• BLOCCO DI TESTO
<<<<

Stefano D’Andrea-Professore associato di diritto privato nell’Università della Tuscia
Appello al Popolo
Onorevoli Parlamentari,
tra breve sarete chiamati a convertire in legge il decreto legge sulle liberalizzazioni. Come cittadino e come studioso di diritto, mi permetto di sottoporvi alcune osservazioni relative all’articolo 1 del decreto legge, rubricato “Liberalizzazione delle attività economiche e riduzione degli oneri amministrativi sulle imprese”, sperando che possano esservi utili nell’adempimento dei vostri doveri di rispettare la Costituzione Italiana e di emanare norme tecnicamente dignitose e comunque non obbrobriose.
1. Intanto, pur volendo soprassedere sulla sussistenza dei requisiti di necessità ed urgenza con riguardo all’introduzione delle discipline puntuali contenute in altri articoli del decreto, con l’art. 1, come 3, il Governo vi chiede di delegarlo ad emanare entro il 31 dicembre 2012, uno o più decreti “per individuare le attività per le quali permane l’atto preventivo di assenso dell’amministrazione, e disciplinare i requisiti per l’esercizio delle attività economiche, nonché i termini e le modalità per l’esercizio dei poteri di controllo dell’amministrazione, individuando le disposizioni di legge e regolamentari dello Stato che, ai sensi del comma 1, vengono abrogate a decorrere dall’entrata in vigore dei regolamenti stessi”.
E’ il Governo stesso ad ammettere che in questa materia manchino la necessità e l’urgenza. In forza della nostra Costituzione, una simile delega dovrebbe essere contenuta in un decreto legislativo, nel quale sia il Parlamento ad indicare i principi e i criteri direttivi ai quali il Governo si deve attenere nell’esecuzione della delega. Qui siamo in presenza, invece, di un Governo che prevede i criteri ai quali si dovrà attenere e chiede al Parlamento di essere delegato ad applicare quei criteri! E’ vero che è già accaduto altre volte; tuttavia, è pur vero che il “governo dei professori” non mostra di amare la Costituzione più dei non professori.

>>>>

• COMPITO 1
Nella lettera sul decreto liberalizzazioni, entro quale data il Governo chiede la delega a emanare uno o più decreti?

• RIGHE DEL DATASET
<<<<

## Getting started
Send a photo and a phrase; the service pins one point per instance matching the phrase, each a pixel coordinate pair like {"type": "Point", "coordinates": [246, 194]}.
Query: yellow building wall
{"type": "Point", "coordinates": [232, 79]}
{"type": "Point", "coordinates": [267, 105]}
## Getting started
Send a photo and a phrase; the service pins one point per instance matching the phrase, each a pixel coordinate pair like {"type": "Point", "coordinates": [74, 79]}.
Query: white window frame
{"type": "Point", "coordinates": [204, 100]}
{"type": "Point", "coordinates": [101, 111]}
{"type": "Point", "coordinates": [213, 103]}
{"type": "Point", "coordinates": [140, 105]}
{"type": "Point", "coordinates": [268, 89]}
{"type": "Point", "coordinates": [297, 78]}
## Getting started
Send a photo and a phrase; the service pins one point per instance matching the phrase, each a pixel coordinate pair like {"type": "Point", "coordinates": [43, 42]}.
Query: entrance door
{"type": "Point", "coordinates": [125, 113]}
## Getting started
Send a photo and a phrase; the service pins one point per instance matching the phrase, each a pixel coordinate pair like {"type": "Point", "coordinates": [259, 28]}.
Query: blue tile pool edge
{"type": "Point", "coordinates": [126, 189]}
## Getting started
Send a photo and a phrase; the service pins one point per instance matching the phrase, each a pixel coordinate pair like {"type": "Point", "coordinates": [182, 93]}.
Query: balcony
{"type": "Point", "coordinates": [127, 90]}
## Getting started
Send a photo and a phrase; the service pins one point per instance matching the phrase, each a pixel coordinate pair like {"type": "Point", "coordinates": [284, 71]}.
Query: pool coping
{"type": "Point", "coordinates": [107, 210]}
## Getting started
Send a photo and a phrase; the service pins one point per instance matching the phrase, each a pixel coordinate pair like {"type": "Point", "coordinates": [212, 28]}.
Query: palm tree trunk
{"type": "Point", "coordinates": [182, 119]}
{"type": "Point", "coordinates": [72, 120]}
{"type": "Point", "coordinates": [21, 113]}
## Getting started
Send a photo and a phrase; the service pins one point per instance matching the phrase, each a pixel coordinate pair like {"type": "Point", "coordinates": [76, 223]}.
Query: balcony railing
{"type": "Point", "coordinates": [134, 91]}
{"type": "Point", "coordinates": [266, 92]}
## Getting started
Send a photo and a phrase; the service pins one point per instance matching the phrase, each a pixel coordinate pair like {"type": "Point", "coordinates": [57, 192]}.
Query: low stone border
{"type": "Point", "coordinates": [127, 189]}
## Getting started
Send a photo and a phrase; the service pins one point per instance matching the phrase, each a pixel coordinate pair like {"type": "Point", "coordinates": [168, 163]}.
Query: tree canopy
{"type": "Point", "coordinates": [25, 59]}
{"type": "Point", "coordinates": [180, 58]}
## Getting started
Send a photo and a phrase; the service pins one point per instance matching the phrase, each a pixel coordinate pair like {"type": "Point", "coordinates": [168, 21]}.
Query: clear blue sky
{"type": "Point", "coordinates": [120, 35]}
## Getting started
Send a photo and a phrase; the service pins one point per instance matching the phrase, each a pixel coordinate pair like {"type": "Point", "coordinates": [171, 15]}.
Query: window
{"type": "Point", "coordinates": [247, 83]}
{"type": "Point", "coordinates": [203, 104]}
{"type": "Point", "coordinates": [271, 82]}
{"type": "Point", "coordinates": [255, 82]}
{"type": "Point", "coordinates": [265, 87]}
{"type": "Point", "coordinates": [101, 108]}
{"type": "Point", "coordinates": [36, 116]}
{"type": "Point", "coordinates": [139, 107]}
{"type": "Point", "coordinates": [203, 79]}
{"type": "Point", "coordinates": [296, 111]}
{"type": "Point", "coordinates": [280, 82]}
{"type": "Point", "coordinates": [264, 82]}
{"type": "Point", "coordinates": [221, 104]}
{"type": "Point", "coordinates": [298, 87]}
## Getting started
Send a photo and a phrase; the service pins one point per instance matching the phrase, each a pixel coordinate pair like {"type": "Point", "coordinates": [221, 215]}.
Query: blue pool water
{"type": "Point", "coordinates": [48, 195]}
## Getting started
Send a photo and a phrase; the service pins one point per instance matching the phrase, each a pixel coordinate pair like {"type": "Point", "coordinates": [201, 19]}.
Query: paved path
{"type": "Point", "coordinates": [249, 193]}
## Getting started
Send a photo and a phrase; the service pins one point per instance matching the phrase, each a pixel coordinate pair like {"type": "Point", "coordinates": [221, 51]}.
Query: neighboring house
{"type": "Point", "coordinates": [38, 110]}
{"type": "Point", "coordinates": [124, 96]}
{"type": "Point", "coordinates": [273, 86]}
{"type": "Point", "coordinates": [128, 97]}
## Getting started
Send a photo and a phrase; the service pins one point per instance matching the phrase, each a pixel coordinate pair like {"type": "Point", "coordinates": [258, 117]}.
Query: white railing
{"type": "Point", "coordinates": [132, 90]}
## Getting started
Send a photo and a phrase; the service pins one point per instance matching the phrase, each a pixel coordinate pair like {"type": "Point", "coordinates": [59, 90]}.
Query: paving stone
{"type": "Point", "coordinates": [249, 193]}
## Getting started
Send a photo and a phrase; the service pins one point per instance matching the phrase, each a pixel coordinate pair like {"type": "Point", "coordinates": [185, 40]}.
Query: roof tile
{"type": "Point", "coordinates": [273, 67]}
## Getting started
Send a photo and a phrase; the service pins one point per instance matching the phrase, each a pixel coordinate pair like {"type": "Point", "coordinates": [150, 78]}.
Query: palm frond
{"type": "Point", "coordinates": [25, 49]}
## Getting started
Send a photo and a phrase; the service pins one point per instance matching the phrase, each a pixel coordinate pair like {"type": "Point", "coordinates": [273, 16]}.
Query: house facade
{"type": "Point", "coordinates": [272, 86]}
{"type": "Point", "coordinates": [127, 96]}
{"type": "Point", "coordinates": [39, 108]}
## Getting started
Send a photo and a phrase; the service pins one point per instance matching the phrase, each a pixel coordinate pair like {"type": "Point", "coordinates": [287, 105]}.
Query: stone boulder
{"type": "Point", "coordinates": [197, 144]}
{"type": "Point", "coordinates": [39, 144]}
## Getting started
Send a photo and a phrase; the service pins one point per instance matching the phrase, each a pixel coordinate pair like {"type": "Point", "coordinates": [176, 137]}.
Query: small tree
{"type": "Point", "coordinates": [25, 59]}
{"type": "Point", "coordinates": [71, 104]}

>>>>

• COMPITO 2
Riporta ogni riga delle voci che contiene la parola "window", distinguendo tra maiuscole e minuscole.

• SOLUZIONE ESERCIZIO 1
Entro il 31 dicembre 2012.

• SOLUZIONE ESERCIZIO 2
Query: white window frame
Query: window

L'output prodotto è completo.